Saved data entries
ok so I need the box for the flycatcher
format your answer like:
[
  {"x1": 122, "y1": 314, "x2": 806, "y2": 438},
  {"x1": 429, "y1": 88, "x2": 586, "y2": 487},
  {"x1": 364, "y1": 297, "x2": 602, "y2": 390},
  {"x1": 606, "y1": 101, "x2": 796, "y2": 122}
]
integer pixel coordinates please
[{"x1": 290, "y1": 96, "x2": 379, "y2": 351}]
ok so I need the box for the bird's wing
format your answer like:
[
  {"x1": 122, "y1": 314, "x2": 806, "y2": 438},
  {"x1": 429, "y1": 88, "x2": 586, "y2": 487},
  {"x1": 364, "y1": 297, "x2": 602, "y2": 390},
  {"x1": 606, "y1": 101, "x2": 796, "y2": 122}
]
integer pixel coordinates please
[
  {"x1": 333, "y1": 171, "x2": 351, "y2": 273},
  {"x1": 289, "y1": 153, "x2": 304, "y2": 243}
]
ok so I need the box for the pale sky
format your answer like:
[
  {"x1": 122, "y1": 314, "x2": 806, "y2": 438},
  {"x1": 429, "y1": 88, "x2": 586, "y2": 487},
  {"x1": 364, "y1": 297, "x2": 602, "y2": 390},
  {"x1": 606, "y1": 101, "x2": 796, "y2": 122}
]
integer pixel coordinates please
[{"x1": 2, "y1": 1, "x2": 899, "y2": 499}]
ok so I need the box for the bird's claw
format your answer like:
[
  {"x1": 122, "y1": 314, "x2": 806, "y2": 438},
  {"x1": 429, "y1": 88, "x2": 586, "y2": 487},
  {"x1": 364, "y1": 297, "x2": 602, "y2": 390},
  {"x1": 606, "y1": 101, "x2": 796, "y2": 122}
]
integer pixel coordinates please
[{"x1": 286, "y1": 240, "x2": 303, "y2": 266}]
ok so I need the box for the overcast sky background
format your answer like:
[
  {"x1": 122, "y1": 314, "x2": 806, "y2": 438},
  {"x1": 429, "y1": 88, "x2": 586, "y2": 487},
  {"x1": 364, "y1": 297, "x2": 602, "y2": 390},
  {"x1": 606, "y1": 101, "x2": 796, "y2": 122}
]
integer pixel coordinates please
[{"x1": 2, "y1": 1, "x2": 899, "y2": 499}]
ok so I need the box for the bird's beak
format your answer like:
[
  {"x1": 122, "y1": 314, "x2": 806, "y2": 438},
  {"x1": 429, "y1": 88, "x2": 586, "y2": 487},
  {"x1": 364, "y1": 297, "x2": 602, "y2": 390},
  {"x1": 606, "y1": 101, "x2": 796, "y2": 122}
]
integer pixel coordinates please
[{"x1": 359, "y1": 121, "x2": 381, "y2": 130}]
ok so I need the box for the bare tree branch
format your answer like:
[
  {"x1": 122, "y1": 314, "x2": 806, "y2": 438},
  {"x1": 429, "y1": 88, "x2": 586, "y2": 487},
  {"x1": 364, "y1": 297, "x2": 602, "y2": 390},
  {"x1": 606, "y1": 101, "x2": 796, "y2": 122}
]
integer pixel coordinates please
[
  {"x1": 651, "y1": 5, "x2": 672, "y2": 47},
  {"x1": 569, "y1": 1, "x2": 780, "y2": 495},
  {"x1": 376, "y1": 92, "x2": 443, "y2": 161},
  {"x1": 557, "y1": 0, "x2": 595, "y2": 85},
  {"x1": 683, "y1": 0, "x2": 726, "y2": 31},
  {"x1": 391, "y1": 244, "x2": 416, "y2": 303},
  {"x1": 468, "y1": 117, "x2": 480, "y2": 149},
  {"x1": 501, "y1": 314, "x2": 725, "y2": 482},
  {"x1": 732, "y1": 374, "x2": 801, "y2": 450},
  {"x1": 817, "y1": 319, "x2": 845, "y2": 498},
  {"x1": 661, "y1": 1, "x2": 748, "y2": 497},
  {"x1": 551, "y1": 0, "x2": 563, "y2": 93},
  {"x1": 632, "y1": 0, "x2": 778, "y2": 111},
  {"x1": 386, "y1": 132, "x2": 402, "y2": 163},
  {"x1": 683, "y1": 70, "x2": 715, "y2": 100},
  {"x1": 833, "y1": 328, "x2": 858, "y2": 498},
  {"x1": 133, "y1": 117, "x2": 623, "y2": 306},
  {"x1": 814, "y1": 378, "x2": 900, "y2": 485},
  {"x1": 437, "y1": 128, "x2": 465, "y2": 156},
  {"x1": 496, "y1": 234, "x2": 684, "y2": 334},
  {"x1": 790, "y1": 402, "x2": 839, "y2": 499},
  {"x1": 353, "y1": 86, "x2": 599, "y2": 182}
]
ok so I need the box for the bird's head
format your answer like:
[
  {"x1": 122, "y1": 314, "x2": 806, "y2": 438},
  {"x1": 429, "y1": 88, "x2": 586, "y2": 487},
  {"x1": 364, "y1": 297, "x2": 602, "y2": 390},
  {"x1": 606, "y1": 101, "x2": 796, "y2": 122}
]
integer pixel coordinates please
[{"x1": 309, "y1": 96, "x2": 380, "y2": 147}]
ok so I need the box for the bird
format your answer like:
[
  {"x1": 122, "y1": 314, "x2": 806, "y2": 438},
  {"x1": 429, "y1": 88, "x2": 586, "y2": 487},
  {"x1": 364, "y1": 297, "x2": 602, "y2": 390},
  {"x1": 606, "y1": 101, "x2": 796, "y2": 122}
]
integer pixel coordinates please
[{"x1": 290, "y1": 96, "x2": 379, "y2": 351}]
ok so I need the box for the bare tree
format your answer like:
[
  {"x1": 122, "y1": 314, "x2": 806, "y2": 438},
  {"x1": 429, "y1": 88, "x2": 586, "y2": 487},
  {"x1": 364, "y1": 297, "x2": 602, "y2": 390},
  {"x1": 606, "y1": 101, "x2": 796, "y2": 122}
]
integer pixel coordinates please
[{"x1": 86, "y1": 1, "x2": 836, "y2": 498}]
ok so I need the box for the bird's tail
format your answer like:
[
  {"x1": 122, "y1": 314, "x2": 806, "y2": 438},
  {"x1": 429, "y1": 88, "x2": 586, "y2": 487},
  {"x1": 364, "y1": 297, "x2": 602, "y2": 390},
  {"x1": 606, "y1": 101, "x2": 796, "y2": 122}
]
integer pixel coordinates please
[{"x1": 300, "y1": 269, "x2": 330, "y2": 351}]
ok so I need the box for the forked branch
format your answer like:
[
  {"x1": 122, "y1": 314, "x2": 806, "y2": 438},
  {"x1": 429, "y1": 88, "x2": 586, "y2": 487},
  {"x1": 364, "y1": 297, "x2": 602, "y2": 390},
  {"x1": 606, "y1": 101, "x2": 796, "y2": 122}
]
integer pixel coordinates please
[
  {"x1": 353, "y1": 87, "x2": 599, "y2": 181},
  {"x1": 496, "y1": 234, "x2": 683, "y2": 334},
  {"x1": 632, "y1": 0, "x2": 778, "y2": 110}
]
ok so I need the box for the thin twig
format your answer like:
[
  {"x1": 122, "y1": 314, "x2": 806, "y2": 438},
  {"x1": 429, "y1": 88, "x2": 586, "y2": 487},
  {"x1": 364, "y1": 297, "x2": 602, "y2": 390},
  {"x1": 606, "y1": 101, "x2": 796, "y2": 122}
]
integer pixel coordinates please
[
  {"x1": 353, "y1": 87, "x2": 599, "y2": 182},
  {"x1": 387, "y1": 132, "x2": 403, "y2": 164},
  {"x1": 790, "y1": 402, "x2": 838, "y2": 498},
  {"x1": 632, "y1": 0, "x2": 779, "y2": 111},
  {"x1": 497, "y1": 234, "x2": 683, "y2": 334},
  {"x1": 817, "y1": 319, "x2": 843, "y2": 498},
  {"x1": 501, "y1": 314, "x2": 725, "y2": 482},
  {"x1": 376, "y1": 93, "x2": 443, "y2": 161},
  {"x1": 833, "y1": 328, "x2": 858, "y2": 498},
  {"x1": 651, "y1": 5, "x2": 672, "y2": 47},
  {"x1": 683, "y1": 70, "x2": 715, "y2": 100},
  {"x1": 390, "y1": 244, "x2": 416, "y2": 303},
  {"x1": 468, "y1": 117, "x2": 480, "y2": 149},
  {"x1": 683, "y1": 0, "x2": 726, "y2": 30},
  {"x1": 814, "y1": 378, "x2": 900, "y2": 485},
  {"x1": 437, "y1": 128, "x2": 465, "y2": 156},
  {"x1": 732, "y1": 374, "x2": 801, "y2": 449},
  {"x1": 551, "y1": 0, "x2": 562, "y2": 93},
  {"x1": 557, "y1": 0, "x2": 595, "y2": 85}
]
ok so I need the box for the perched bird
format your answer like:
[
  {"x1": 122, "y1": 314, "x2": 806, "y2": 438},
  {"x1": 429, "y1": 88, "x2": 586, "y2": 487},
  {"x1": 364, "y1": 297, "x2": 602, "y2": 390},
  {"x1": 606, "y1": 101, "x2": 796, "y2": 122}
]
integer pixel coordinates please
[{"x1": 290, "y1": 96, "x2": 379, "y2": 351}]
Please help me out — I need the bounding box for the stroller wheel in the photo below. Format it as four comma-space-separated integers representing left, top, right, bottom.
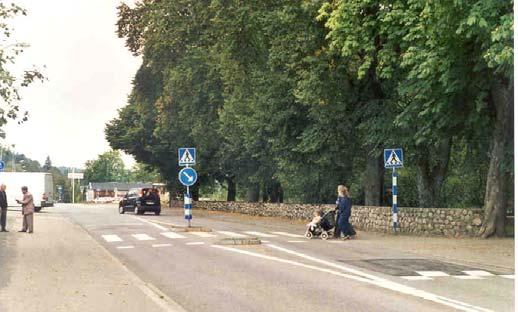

▶ [What you have to do] Every line above carrying the word "bird" needs to be shown.

▶ [Reply to the exercise]
ok so I need the box for the bird's wing
ok so I need the box for the bird's claw
ok so I need the box for the bird's beak
ok so I need the box for the bird's head
ok so I need the box for the bird
ok so I need the box for the bird's tail
ok so I need the box for the perched bird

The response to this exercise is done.